## REQUESTS
(1) In the memoir excerpt below, how many more Christmases did the mother live through?
(2) List every thing the memoir excerpt below says was done for the mother when she came for Christmas.

## SOURCE EXCERPT

Hanging with the Elephant
Page 9
In her diary she wrote.
Very upset about the water. He did nothing. I have no one to help me.
And the next day.
Stayed up to watch the New Year on television. Nobody rang.
And the next day.
Nobody called. Bad day.
She lived through sixteen more Christmases, mostly spending them with us, either in Leitrim or Mullingar, and they were always much the same. There was a glass wall between mother and son. We went through various rituals and we sometimes brushed our cheeks against each other when we met or parted, but that was about it. Intimacy was a project we had both abandoned.
When she came for Christmas, we tried to do as much as we could for her. We warmed the bed. We put on big fires in the front room. We got water for her at night and a bedside lamp that she could manipulate with ease if she needed to go to the toilet. But nothing worked.
She was isolated in a little world of her own, which she tracked in her diary but was resolute in keeping from her son. And she teared up with automatic melancholy when other folk walked into her presence. I asked her once why she didn’t share more with me. She said, ‘I don’t want to be upsetting you.’
But she did upset me. She was unhappy all the time, and that made me sad.

## RECORDS SUPPLIED
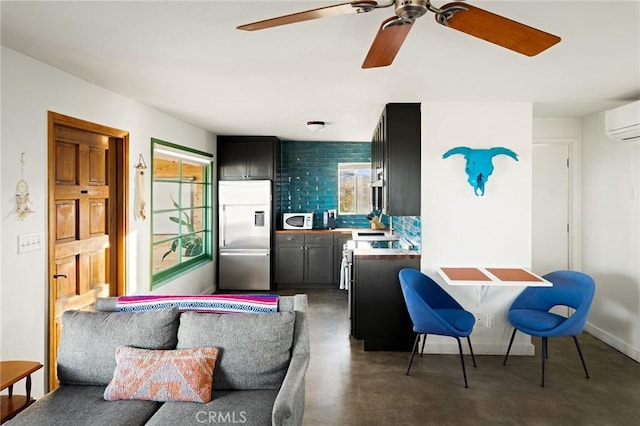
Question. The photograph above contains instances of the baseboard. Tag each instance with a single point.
(524, 349)
(613, 341)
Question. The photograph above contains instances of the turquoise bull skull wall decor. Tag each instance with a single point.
(479, 164)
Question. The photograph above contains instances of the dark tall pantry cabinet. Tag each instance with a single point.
(395, 160)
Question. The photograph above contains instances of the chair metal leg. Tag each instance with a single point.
(424, 341)
(413, 352)
(543, 356)
(575, 339)
(509, 348)
(471, 350)
(464, 371)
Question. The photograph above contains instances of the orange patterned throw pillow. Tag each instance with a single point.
(162, 375)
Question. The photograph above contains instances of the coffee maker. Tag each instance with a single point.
(329, 219)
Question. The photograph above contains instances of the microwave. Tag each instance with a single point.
(297, 221)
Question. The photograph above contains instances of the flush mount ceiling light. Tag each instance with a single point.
(315, 126)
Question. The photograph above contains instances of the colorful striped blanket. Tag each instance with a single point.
(211, 303)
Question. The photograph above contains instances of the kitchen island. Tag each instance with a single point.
(379, 315)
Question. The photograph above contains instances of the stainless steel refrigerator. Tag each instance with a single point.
(244, 209)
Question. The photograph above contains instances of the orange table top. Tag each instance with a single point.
(491, 276)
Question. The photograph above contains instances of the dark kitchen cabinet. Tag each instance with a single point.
(304, 259)
(247, 157)
(395, 160)
(379, 314)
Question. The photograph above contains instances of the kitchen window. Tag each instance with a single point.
(180, 210)
(354, 188)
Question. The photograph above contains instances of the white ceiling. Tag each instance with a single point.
(186, 58)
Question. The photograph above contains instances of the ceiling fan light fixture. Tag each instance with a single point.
(315, 126)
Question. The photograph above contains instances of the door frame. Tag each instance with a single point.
(575, 197)
(119, 169)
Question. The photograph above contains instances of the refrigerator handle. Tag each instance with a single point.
(221, 228)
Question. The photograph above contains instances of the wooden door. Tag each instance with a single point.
(87, 211)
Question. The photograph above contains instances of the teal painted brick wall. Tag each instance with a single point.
(310, 184)
(310, 177)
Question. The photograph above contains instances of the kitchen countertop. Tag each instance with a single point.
(319, 231)
(369, 253)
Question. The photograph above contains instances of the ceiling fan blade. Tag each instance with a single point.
(495, 28)
(322, 12)
(387, 43)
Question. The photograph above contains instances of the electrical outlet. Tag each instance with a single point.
(30, 242)
(489, 321)
(480, 323)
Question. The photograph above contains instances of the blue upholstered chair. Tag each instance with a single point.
(434, 311)
(530, 314)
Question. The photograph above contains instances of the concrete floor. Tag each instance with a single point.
(347, 386)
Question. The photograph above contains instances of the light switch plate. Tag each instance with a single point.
(30, 242)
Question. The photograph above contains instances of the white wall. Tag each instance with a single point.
(460, 228)
(30, 89)
(611, 235)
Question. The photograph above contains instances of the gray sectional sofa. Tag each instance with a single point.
(259, 375)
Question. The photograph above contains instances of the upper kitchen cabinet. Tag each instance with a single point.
(395, 160)
(247, 157)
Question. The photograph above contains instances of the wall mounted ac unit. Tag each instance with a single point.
(622, 124)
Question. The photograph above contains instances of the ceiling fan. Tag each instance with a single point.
(461, 16)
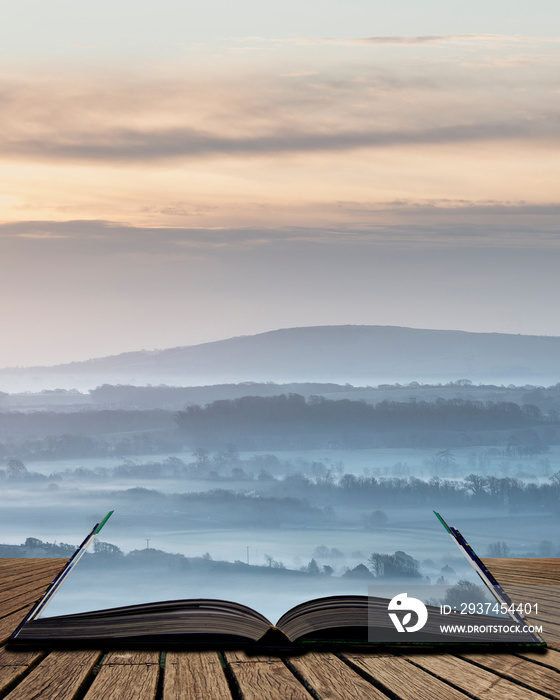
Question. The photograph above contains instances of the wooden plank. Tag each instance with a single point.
(126, 675)
(547, 657)
(269, 679)
(58, 677)
(537, 677)
(13, 665)
(332, 679)
(484, 685)
(194, 675)
(25, 599)
(403, 679)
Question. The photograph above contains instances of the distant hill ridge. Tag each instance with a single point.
(361, 355)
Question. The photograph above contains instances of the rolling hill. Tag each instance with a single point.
(360, 355)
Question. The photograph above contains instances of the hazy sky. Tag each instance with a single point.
(173, 172)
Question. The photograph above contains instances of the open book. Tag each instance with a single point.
(345, 619)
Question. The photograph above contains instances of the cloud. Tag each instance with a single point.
(425, 40)
(463, 225)
(128, 145)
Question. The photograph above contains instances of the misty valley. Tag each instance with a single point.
(296, 495)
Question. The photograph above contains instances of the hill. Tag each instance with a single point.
(360, 355)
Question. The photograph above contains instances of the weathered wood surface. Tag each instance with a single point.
(126, 676)
(60, 676)
(263, 677)
(194, 675)
(212, 675)
(402, 679)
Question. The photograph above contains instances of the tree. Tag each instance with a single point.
(313, 568)
(16, 468)
(375, 519)
(499, 550)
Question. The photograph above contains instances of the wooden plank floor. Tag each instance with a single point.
(218, 675)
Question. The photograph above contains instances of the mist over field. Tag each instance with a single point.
(315, 489)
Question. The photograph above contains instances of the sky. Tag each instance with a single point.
(174, 173)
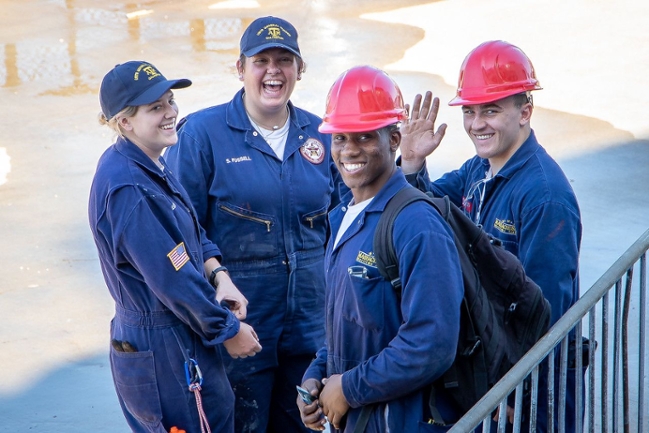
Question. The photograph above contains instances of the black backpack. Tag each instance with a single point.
(503, 313)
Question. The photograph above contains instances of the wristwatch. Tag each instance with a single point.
(216, 271)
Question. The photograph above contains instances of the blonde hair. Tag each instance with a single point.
(113, 123)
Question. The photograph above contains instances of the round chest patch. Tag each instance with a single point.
(313, 151)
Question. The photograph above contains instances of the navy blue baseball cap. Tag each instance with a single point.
(134, 83)
(269, 32)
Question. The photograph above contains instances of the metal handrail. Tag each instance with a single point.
(483, 408)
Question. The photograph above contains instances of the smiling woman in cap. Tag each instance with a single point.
(262, 181)
(155, 258)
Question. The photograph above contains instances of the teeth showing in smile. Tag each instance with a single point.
(352, 167)
(274, 84)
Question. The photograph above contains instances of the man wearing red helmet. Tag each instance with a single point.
(512, 187)
(381, 349)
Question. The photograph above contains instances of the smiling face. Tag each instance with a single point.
(498, 128)
(269, 78)
(365, 160)
(153, 127)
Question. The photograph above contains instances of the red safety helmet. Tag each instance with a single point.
(363, 98)
(494, 70)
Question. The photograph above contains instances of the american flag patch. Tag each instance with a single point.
(178, 256)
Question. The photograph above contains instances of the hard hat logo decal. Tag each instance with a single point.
(313, 151)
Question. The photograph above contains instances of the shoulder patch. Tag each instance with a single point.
(313, 151)
(366, 258)
(178, 256)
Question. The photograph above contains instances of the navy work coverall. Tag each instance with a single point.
(530, 206)
(388, 349)
(151, 251)
(269, 218)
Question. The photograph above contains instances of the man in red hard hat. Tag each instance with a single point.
(378, 355)
(512, 187)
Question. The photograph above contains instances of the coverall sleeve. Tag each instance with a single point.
(549, 249)
(426, 342)
(144, 240)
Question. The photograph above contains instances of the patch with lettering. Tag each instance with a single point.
(505, 226)
(178, 256)
(238, 159)
(313, 151)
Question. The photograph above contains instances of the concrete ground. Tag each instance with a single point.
(591, 56)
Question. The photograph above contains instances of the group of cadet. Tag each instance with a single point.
(237, 242)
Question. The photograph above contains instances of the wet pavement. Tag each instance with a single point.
(591, 57)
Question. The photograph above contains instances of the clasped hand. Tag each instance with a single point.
(330, 404)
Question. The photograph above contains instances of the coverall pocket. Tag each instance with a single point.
(247, 235)
(364, 302)
(136, 384)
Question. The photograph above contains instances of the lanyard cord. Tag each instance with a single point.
(194, 378)
(482, 185)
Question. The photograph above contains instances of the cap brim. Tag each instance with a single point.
(251, 52)
(154, 92)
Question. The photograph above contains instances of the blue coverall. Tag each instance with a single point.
(388, 349)
(269, 218)
(151, 251)
(530, 206)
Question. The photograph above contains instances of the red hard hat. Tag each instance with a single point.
(363, 98)
(494, 70)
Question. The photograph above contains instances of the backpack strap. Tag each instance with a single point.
(363, 418)
(387, 261)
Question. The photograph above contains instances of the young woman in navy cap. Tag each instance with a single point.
(261, 178)
(155, 260)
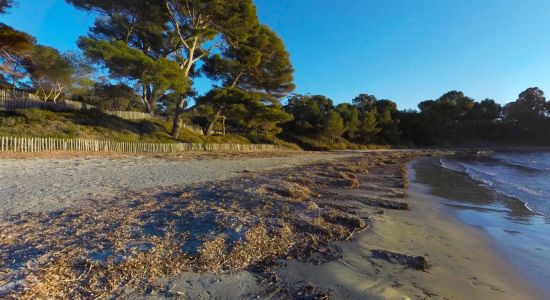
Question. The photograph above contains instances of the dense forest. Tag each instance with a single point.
(145, 56)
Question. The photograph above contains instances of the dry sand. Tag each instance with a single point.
(464, 265)
(48, 184)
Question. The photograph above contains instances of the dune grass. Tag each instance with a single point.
(93, 124)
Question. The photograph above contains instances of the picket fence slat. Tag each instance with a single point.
(32, 145)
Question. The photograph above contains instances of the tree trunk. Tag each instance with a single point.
(147, 98)
(177, 118)
(213, 122)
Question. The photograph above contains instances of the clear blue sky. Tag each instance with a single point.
(404, 50)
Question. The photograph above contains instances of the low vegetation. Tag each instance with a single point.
(93, 124)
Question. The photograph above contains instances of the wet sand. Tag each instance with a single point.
(465, 265)
(377, 261)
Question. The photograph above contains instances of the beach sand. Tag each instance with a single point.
(387, 259)
(464, 264)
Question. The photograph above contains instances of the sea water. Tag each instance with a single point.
(506, 195)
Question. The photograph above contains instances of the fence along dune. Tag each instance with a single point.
(13, 100)
(32, 145)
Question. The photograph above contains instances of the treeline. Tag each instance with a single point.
(451, 120)
(145, 55)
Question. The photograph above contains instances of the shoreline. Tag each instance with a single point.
(517, 232)
(464, 261)
(384, 250)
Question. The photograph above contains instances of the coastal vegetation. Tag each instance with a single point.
(145, 56)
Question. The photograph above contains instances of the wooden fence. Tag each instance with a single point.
(14, 100)
(31, 145)
(130, 115)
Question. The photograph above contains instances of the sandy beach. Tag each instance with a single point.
(320, 226)
(48, 184)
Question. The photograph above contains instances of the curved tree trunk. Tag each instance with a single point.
(177, 118)
(213, 122)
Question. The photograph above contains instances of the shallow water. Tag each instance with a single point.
(507, 196)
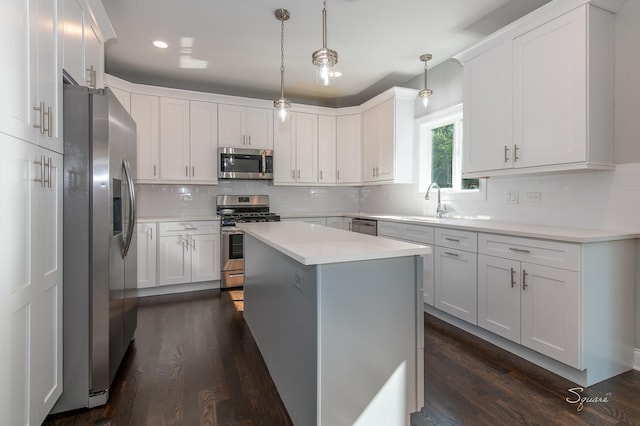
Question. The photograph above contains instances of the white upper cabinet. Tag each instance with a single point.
(32, 94)
(539, 98)
(145, 110)
(326, 149)
(388, 137)
(295, 154)
(348, 149)
(174, 139)
(245, 127)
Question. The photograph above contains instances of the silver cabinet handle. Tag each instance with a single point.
(40, 110)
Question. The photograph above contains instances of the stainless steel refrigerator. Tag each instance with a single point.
(100, 259)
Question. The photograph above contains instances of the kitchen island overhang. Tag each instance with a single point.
(338, 318)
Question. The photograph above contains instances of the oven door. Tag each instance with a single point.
(232, 257)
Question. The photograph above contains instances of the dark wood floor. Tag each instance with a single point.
(194, 362)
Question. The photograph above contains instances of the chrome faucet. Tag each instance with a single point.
(442, 208)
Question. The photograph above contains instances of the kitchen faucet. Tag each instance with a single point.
(442, 208)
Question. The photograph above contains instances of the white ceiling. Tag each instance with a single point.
(233, 46)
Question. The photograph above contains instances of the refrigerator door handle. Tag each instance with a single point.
(132, 206)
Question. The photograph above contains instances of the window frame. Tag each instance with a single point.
(423, 126)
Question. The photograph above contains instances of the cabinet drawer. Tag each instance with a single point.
(461, 240)
(196, 227)
(390, 229)
(420, 234)
(541, 252)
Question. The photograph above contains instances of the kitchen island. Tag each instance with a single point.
(338, 318)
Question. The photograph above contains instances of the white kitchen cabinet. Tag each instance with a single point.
(418, 234)
(31, 299)
(349, 149)
(539, 100)
(32, 92)
(83, 44)
(204, 141)
(295, 154)
(326, 149)
(388, 137)
(145, 110)
(147, 254)
(174, 139)
(245, 127)
(188, 252)
(455, 270)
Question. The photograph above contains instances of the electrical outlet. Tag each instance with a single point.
(298, 281)
(533, 197)
(511, 197)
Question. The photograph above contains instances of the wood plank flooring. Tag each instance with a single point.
(194, 362)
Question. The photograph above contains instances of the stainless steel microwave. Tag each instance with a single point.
(240, 163)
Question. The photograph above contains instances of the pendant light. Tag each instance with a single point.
(426, 93)
(282, 104)
(324, 59)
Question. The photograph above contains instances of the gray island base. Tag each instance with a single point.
(338, 318)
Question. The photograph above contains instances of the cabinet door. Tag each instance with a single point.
(205, 257)
(73, 39)
(284, 151)
(174, 139)
(231, 126)
(204, 141)
(145, 110)
(499, 296)
(551, 312)
(550, 92)
(455, 283)
(387, 141)
(147, 251)
(259, 128)
(306, 139)
(349, 148)
(174, 260)
(94, 56)
(370, 144)
(326, 149)
(488, 117)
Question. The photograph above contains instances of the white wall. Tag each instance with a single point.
(604, 200)
(170, 200)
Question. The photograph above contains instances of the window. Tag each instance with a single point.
(440, 160)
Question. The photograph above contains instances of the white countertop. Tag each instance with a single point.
(315, 244)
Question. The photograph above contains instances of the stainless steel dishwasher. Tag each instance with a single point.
(364, 226)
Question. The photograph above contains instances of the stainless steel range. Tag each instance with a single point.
(238, 209)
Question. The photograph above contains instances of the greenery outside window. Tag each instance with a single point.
(440, 155)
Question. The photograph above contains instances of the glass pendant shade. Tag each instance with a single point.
(282, 104)
(324, 59)
(425, 94)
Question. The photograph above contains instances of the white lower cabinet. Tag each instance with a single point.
(147, 252)
(188, 252)
(31, 289)
(533, 304)
(418, 234)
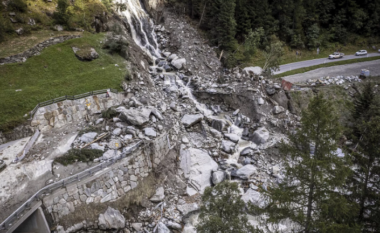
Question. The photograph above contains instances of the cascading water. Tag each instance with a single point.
(142, 27)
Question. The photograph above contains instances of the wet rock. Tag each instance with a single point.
(270, 90)
(111, 219)
(197, 166)
(260, 136)
(190, 120)
(228, 146)
(217, 177)
(179, 63)
(135, 116)
(232, 137)
(88, 137)
(159, 195)
(116, 132)
(246, 171)
(187, 209)
(162, 228)
(278, 109)
(85, 54)
(137, 226)
(150, 132)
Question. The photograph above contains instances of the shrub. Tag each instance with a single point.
(18, 5)
(109, 113)
(78, 155)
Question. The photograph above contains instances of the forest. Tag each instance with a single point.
(300, 24)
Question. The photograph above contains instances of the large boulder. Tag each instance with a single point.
(135, 116)
(218, 177)
(197, 166)
(85, 54)
(190, 120)
(256, 70)
(246, 171)
(159, 195)
(162, 228)
(179, 63)
(228, 146)
(111, 219)
(88, 137)
(260, 136)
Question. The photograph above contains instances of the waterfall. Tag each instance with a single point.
(142, 27)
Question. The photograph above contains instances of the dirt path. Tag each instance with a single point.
(345, 70)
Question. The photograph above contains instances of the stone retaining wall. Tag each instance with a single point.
(21, 57)
(109, 184)
(68, 111)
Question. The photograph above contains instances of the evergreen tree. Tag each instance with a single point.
(243, 23)
(364, 182)
(311, 192)
(225, 28)
(223, 210)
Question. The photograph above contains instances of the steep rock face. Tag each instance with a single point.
(155, 9)
(197, 166)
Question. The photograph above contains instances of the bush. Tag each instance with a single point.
(109, 113)
(78, 155)
(17, 5)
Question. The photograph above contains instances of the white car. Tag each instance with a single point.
(361, 53)
(336, 55)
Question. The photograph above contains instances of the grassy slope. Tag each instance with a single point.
(23, 43)
(305, 69)
(56, 72)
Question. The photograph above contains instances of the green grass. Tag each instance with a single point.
(78, 155)
(305, 69)
(54, 73)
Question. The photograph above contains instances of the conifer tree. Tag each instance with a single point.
(223, 210)
(226, 25)
(311, 193)
(365, 180)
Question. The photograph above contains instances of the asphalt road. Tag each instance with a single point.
(301, 64)
(333, 71)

## ANSWERS BY TASK
(1) Sixteen.

(2)
- Warmed the bed
- Put on big fires in the front room
- Got water for her at night
- Got a bedside lamp she could manipulate with ease if she needed to go to the toilet